__Provided text__:
-----
Heteroscedasticity - This test is used to determine if the variance of residuals is constant across the range of X, indicating homoscedasticity. Rejection of the null (p < .05) indicates that the residuals are heteroscedastic, and thus non-constant across the range of X. We fail to reject the null hypothesis, indicating that this assumption is met.
This provided us a good start for testing our model. Since we only have 50 records to work with, a very small dataset, it is necessary to break down our model with respect to the six CLM assumptions as listed at the beginning of this section. Below, we examine these for our model 2.
par(mfrow=c(2,2))
plot(model2_v4)
Figure 4.1: Model2_v4 Plots
In the residuals vs fitted plot in figure 4.1, we see that the red line is nearly straight across, indicating that our data is linear. With this in mind, the linearity assumption is met.
There are many issues with independent and identically distributed data in this study. With respect to the left hand side of the models, each state’s cases per capita are not independent of one another. Many states did not require interstate quarantine policies throughout this period of the pandemic, and even if this was in place, it was not necessarily strictly enforced. This means that people were almost surely transmitting the virus between people who lived in separate states, resulting in them not being independent of one another. Furthermore, our ability to capture the number of cases in each state is dependent on state testing, and states varied significantly in their ability and desire to pursue this, resulting in a lack of identically distributed data on cases of COVID-19.
-----
__Excerpted data__:
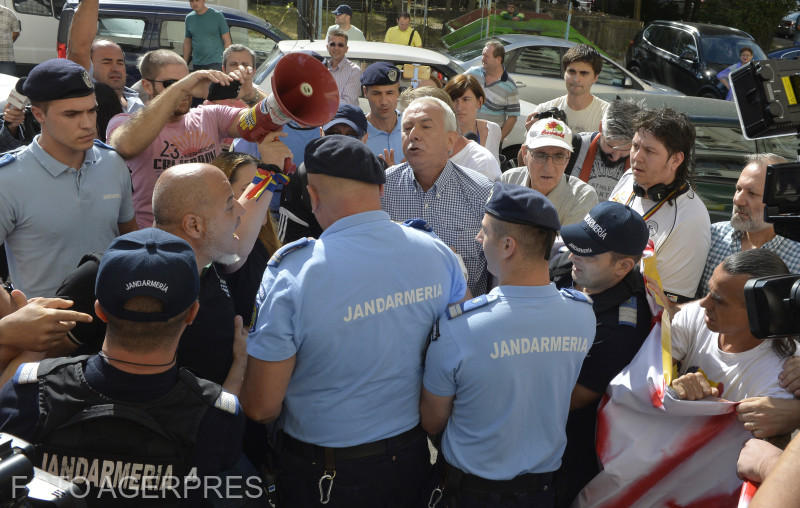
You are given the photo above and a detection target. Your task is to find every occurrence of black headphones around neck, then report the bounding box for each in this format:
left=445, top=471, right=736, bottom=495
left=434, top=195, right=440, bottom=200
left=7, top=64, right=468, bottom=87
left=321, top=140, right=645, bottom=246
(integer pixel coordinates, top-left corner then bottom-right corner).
left=633, top=182, right=689, bottom=201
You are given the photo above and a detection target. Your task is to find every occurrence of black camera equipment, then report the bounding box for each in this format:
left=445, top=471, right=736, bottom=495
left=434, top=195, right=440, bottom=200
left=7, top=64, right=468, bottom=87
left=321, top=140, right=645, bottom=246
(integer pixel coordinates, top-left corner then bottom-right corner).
left=730, top=60, right=800, bottom=339
left=0, top=433, right=86, bottom=508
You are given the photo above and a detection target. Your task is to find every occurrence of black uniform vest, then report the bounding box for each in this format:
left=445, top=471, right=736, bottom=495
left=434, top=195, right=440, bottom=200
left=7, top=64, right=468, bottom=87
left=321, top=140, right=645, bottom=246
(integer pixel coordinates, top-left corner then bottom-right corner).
left=34, top=356, right=222, bottom=506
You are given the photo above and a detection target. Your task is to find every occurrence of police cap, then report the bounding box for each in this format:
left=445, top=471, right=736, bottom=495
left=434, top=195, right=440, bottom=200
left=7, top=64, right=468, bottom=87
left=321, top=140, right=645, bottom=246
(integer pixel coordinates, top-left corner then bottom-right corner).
left=17, top=58, right=94, bottom=102
left=561, top=201, right=650, bottom=256
left=95, top=228, right=200, bottom=321
left=361, top=62, right=400, bottom=86
left=486, top=182, right=561, bottom=231
left=305, top=134, right=386, bottom=184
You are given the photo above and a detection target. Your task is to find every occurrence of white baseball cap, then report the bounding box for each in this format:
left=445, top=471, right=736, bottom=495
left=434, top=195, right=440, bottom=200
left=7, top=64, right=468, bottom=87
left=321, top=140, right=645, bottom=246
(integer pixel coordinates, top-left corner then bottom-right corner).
left=525, top=118, right=572, bottom=152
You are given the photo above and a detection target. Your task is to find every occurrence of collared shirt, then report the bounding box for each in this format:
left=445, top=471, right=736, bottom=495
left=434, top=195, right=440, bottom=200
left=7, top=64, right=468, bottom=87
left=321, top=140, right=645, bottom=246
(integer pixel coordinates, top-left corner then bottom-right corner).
left=367, top=111, right=405, bottom=161
left=0, top=136, right=133, bottom=297
left=325, top=57, right=361, bottom=107
left=0, top=5, right=22, bottom=62
left=423, top=283, right=595, bottom=480
left=696, top=221, right=800, bottom=298
left=247, top=210, right=465, bottom=447
left=501, top=166, right=597, bottom=226
left=381, top=161, right=492, bottom=296
left=467, top=65, right=519, bottom=127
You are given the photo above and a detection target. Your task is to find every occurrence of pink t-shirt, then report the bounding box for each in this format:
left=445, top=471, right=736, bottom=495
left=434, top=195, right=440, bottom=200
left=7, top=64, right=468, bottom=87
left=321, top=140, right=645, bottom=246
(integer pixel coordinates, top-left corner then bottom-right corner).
left=106, top=105, right=240, bottom=228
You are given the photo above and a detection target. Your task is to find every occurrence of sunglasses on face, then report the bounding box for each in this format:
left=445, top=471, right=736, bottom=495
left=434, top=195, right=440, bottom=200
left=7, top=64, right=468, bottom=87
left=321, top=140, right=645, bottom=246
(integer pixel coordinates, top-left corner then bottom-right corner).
left=147, top=79, right=180, bottom=88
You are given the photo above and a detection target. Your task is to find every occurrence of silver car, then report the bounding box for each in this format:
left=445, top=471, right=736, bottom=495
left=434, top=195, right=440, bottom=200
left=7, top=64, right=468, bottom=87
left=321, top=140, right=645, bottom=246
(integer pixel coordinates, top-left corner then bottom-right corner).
left=448, top=34, right=683, bottom=104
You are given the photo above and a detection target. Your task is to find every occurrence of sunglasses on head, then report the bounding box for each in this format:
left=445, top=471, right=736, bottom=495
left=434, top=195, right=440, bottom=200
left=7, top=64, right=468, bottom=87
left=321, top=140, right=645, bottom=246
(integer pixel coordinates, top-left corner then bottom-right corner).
left=147, top=79, right=180, bottom=88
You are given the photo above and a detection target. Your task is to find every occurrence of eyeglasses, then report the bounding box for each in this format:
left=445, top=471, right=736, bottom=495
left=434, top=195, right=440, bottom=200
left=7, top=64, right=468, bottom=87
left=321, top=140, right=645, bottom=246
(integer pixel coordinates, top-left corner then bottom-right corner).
left=147, top=79, right=180, bottom=88
left=531, top=152, right=569, bottom=164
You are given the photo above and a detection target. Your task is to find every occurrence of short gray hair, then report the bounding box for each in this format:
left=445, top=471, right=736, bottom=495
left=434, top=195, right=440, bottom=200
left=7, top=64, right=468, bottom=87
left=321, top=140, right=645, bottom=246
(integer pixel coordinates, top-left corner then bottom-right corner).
left=222, top=44, right=256, bottom=69
left=601, top=99, right=644, bottom=140
left=408, top=96, right=458, bottom=132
-----
__Exercise objective__: Write the next part of the text on testing the COVID-19 regression model's assumptions, continuing after its last sentence.

__Written answer__:
When looking at the right hand side of the models, mobility is no different in this regard. People were free to travel to other states throughout the beginning of the pandemic, and even if they entered a state with an interstate travel quarantine in place, after 14 days they could move freely in that area. With this in mind, it is clear that people could have logged mobility data in Google’s mobility dataset within multiple states, meaning that this data is not independent. Furthermore, as states began to roll out policies with COVID-19 restrictions, the choice to do so became largely politically motivated. With this in mind, it quickly became clear that state governments listened to one another for guidance on how to proceed in outputting said policies. This also means that each state was not independent of one another in this manner either.
We conduct this test to make sure that no explanatory variable has a perfect linear relationship with any other explanatory variables. We assess this assumption by conducting the VIF test seen below.
vif(model2_v4)
## avg_workplaces_percent_change_from_baseline
## 3.419717
## avg_grocery_and_pharmacy_percent_change_from_baseline
## 3.108606
## days_face_mask_policy
## 1.409981
## density_sq_mile_log
## 1.694200
All variables in model2_v4 have a VIF score of less than 4. This indicates that our model does not have a perfect multicollinearity issue and hence meets this assumption.
To test this assumption, we need to check whether the residuals of our model have a constant mean in the plot of residuals against the predictor. This can be tested by viewing the residuals vs fitted plot in figure 4.1. In the plot of residual vs fitted, we see that the residuals are pretty evenly spread above and below zero and that the red line is fairly straight across the zero line. This indicates that the residuals and the fitted values are uncorrelated, suggesting this is a linear model with normally distributed errors and this assumption is met.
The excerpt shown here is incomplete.